→ **PROBLEM DETAILS**: The lines to transcribe begin with the one containing "Find the white cloud;" and end with the last line below; reproduce them exactly, without the pictures.

● ● ● ● ● ● ●

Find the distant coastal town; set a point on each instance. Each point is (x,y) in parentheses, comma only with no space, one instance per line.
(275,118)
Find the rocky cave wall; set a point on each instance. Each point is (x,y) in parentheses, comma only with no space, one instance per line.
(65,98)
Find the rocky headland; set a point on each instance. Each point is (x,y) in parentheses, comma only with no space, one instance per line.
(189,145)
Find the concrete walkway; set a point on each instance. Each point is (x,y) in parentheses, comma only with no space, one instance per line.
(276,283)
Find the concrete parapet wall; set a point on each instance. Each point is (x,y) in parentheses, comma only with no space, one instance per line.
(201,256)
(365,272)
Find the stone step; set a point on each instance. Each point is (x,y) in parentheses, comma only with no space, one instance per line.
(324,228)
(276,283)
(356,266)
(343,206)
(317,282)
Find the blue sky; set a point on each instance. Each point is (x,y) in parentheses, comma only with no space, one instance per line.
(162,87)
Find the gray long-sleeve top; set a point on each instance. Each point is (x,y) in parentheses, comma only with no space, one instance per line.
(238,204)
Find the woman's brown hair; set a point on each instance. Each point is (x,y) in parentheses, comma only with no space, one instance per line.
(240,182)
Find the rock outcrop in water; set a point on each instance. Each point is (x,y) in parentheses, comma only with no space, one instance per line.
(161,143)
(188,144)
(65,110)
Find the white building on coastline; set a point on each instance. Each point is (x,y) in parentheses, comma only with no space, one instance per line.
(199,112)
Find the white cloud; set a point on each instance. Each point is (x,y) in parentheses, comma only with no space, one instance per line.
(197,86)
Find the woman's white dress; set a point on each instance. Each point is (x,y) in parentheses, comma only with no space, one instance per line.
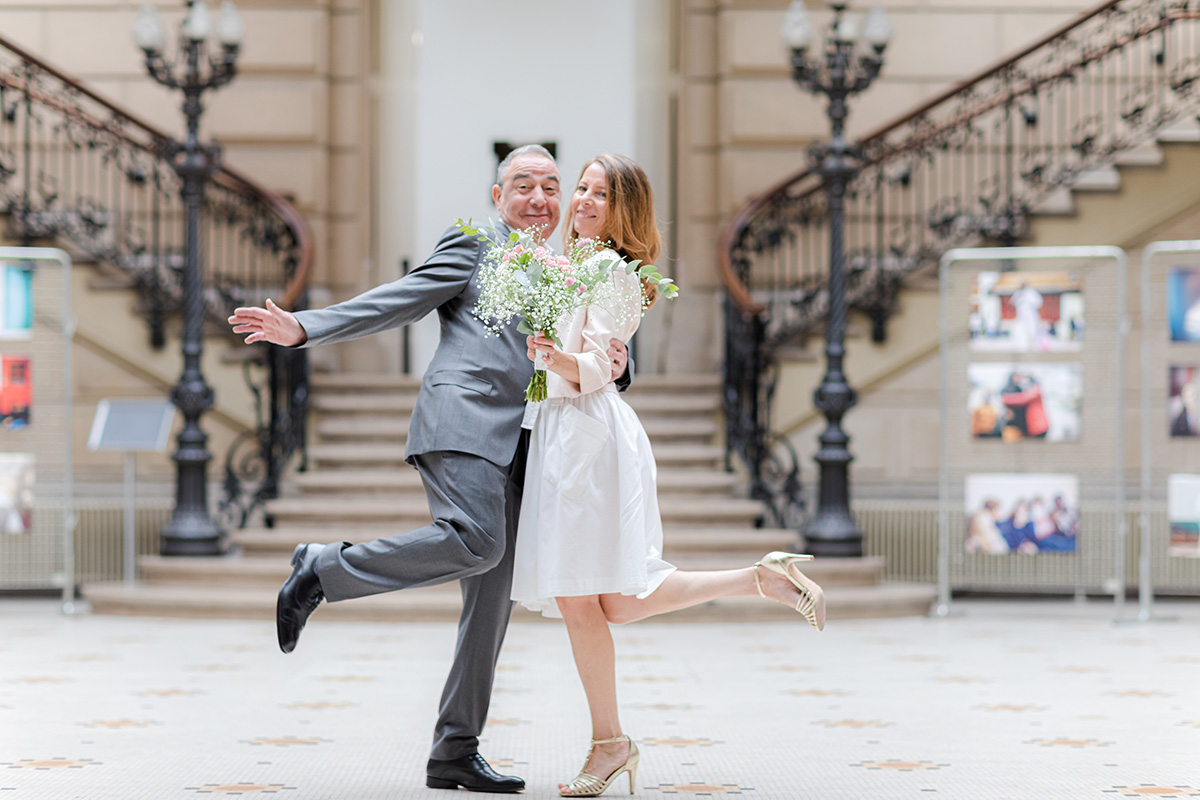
(589,517)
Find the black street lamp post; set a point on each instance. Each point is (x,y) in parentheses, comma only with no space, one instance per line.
(191,529)
(849,64)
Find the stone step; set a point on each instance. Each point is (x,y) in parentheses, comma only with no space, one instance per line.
(748,542)
(1185,131)
(406,512)
(358,383)
(369,382)
(395,428)
(667,455)
(1102,179)
(443,603)
(406,480)
(364,403)
(395,402)
(270,571)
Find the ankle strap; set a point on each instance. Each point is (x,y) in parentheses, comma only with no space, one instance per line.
(611,741)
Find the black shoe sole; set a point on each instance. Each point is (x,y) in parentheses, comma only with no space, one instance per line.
(297,559)
(443,783)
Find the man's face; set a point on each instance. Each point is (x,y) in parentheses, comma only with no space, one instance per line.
(529,197)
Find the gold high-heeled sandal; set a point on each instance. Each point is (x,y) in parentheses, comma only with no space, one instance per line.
(589,786)
(811,602)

● ● ● ● ● ● ●

→ **SOLVED PROBLEM**:
Find the white cloud; set a point on each instance. Each point is (x,y) in parentheses, comma only with no space, one instance per line.
(197,86)
Find the woman's white dress; set a point on each instance. Each point is (x,y) in parentheses, comma only with no space, one instance per line.
(589,517)
Find the black street lamp post; set a point on each instance. Each point is (x,y) in parentheses, comma only with no space, one instance per line.
(191,529)
(849,64)
Find the stone step; set a point on each instance. Each point is (x,y) in parentheses, comma only with no space, one instance per line.
(748,542)
(1185,131)
(406,512)
(358,383)
(369,382)
(395,428)
(667,455)
(1102,179)
(443,603)
(406,480)
(364,403)
(395,402)
(270,571)
Find the ankle strap; set a point on each instance. Each point is (x,y) in parentheses, comma only with no space, one instance per line.
(611,741)
Find the black shoe sole; set a point on each instance. Each point is (x,y) in parentheses, comma only with no space, one instance per line.
(297,559)
(443,783)
Find the man's face; set a point on each instance. Each point is (x,y) in parentheses, comma only with no space, one instance per line.
(529,197)
Find the gold high-heeled sandal; set a point on each instance. Each point is (x,y) in parentheses, comma only with no space, one instance per line.
(589,786)
(811,602)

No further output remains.